Taylor Swift has kept famously busy in pandemic times: On the heels of 2019's Lover and a 2020 Netflix documentary, she's released two albums in the past seven months alone, all while fighting a public battle for control of her past recordings. Now, she's got another announcement: She's releasing a rerecorded and expanded version of her 2008 album Fearless in April, titled Fearless (Taylor's Version). At midnight Friday, she'll drop its first single, "Love Story (Taylor's Version)." It's one of 26 songs slated for the Fearless remake, which will include re-recordings of not only the original album, but also Fearless' many outtakes and bonus tracks. Six have never been released in any form. In a Twitter post Thursday morning, Swift provided some context for the new recordings.

"I've spoken a lot about why I'm remaking my first six albums," she wrote, "but the way I've chosen to do this will hopefully help illuminate where I'm coming from. Artists should own their own work for so many reasons, but the most screamingly obvious one is that the artist is the only one who really knows that body of work. For example, only I know which songs I wrote that almost made the Fearless album. Songs I absolutely adored, but were held back for different reasons (don't want too many breakup songs, don't want too many down tempo songs, can't fit that many songs on a physical CD)."

> [DATA FOR ANALYSIS]:
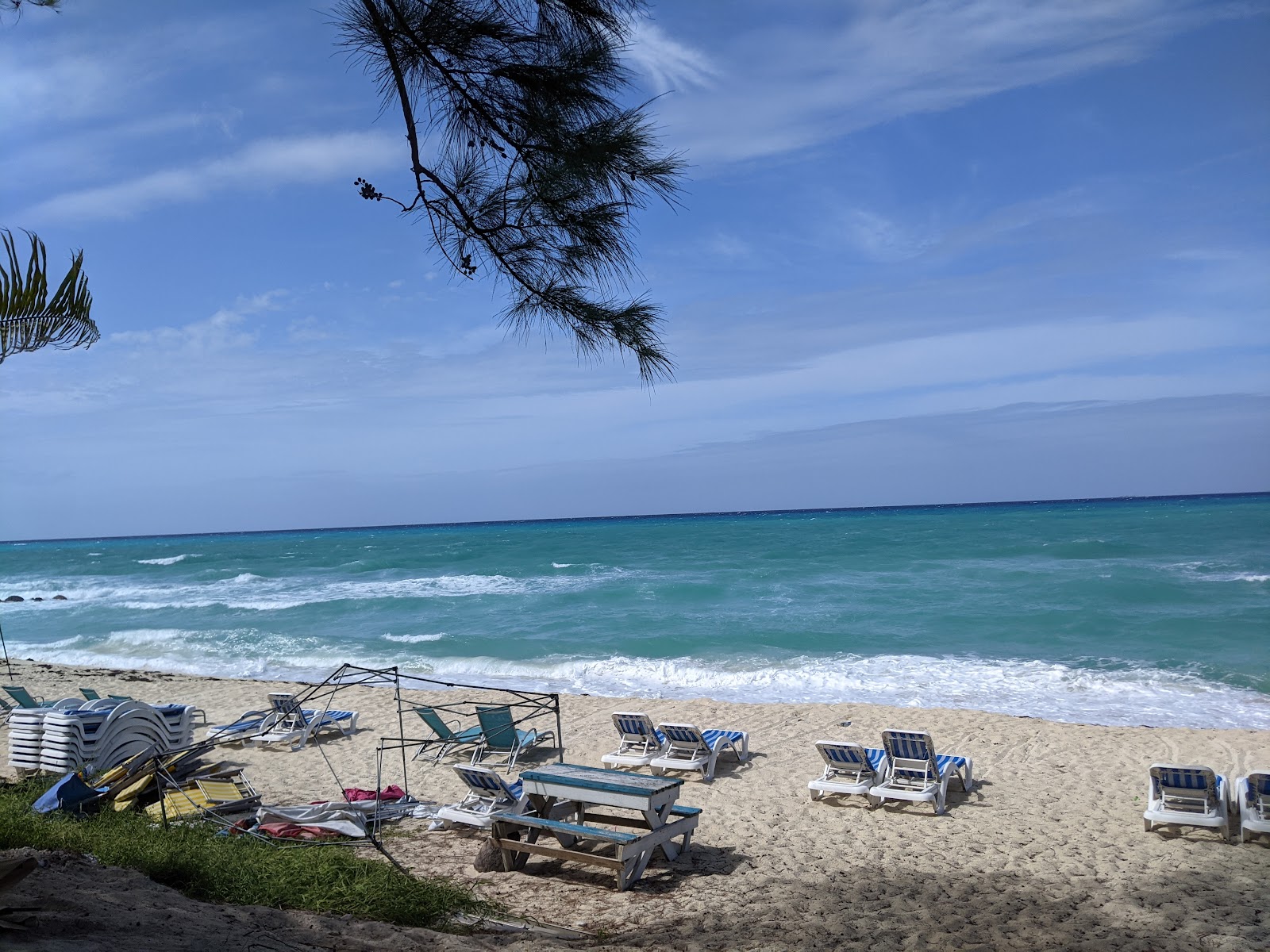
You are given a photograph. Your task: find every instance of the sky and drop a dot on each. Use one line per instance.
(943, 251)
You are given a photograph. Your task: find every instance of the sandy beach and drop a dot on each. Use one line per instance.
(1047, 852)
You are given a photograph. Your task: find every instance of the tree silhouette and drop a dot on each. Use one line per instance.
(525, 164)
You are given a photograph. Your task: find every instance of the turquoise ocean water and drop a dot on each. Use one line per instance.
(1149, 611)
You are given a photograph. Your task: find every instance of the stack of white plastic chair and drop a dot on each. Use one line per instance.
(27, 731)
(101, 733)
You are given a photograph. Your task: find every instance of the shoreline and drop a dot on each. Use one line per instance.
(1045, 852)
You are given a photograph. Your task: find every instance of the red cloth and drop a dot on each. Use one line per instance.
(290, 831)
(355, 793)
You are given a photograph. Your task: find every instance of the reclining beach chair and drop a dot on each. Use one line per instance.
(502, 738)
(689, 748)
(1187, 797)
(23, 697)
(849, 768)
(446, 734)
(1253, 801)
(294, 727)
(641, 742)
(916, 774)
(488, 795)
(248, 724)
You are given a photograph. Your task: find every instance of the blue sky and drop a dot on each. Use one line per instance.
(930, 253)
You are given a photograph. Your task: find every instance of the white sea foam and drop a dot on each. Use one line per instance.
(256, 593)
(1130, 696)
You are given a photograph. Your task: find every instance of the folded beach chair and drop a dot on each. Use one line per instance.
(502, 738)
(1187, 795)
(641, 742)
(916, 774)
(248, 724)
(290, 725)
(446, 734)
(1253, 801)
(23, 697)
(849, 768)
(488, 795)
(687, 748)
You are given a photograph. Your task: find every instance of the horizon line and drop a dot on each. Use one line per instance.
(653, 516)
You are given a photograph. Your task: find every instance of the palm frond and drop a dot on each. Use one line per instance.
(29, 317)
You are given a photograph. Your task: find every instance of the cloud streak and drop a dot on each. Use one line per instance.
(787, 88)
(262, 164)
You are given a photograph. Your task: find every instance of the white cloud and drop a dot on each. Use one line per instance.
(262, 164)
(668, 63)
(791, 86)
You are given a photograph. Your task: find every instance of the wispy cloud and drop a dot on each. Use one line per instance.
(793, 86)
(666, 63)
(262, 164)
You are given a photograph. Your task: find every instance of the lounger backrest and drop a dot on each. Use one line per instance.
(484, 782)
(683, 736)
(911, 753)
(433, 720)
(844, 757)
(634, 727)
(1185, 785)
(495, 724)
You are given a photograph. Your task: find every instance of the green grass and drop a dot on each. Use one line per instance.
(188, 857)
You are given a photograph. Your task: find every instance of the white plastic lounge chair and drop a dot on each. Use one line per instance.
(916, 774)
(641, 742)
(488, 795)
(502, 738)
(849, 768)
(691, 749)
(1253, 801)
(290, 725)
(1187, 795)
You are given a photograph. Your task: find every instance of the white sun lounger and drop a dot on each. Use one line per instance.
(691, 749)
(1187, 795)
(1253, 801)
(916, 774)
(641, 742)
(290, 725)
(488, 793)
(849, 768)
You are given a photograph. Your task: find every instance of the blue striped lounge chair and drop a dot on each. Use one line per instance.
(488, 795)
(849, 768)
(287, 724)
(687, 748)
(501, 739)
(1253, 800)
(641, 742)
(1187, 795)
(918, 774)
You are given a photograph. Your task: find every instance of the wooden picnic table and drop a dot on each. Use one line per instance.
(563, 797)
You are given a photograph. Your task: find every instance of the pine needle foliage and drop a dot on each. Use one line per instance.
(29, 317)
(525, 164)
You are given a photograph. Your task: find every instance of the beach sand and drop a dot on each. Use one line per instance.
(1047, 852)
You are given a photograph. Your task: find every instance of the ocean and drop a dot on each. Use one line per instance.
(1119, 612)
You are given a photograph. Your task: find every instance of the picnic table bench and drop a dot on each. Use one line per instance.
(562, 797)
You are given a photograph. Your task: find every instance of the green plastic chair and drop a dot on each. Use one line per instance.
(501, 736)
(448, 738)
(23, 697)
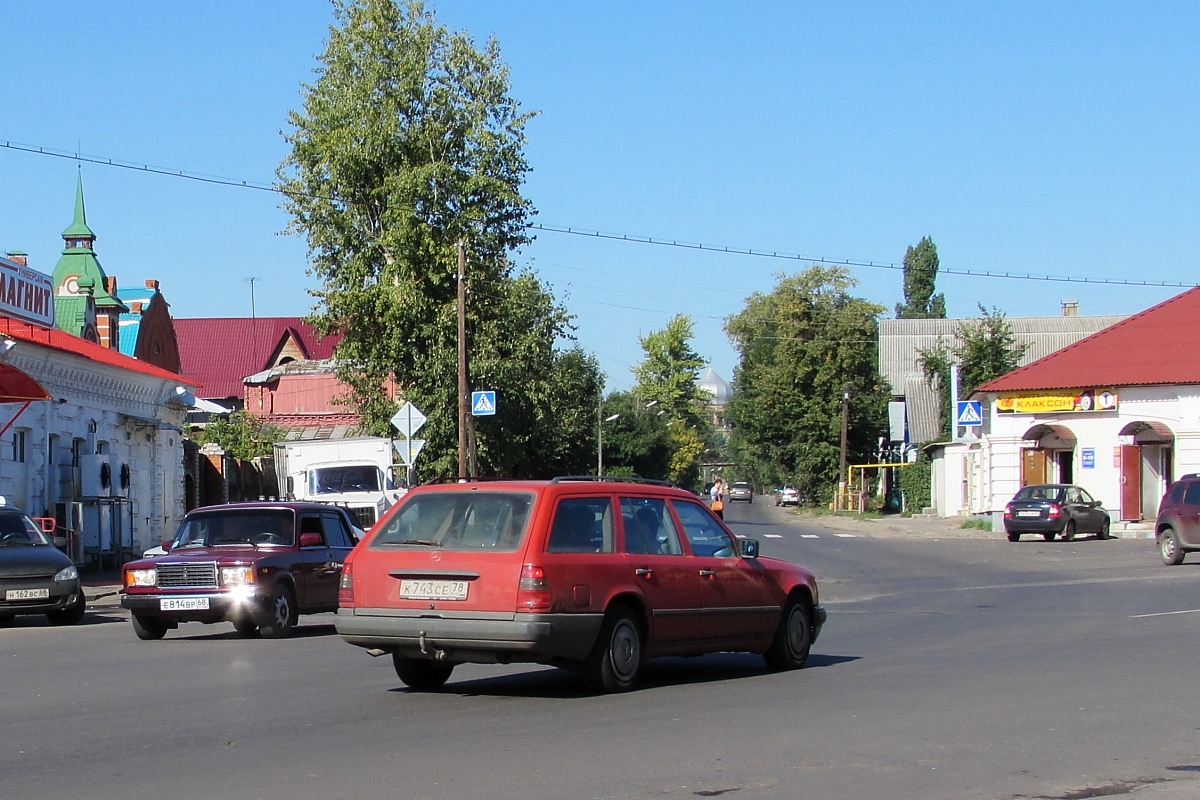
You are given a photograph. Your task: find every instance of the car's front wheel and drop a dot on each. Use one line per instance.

> [WHAT TO DO]:
1. In the text about Taylor Swift's rerecording of Fearless, what reason does Swift give for why artists should own their own work? Answer in one to three sentences.
2. Switch "April" to "May" in the text about Taylor Swift's Fearless rerecording, and give the passage between "Taylor Swift has" and "the new recordings.", inclusive.
3. Answer these questions about the text on Taylor Swift's Fearless rerecording:
(a) How many songs are slated for the Fearless remake?
(b) Where did Swift post context for the new recordings?
(c) How many of her albums does Swift say she is remaking?

> [ANSWERS FOR THIS EXERCISE]:
1. Swift says the most obvious reason is that the artist is the only one who really knows that body of work. As an example, she says only she knows which songs she wrote that almost made the Fearless album.

2.
Taylor Swift has kept famously busy in pandemic times: On the heels of 2019's Lover and a 2020 Netflix documentary, she's released two albums in the past seven months alone, all while fighting a public battle for control of her past recordings. Now, she's got another announcement: She's releasing a rerecorded and expanded version of her 2008 album Fearless in May, titled Fearless (Taylor's Version). At midnight Friday, she'll drop its first single, "Love Story (Taylor's Version)." It's one of 26 songs slated for the Fearless remake, which will include re-recordings of not only the original album, but also Fearless' many outtakes and bonus tracks. Six have never been released in any form. In a Twitter post Thursday morning, Swift provided some context for the new recordings.

3.
(a) 26 songs.
(b) In a Twitter post on Thursday morning.
(c) Her first six albums.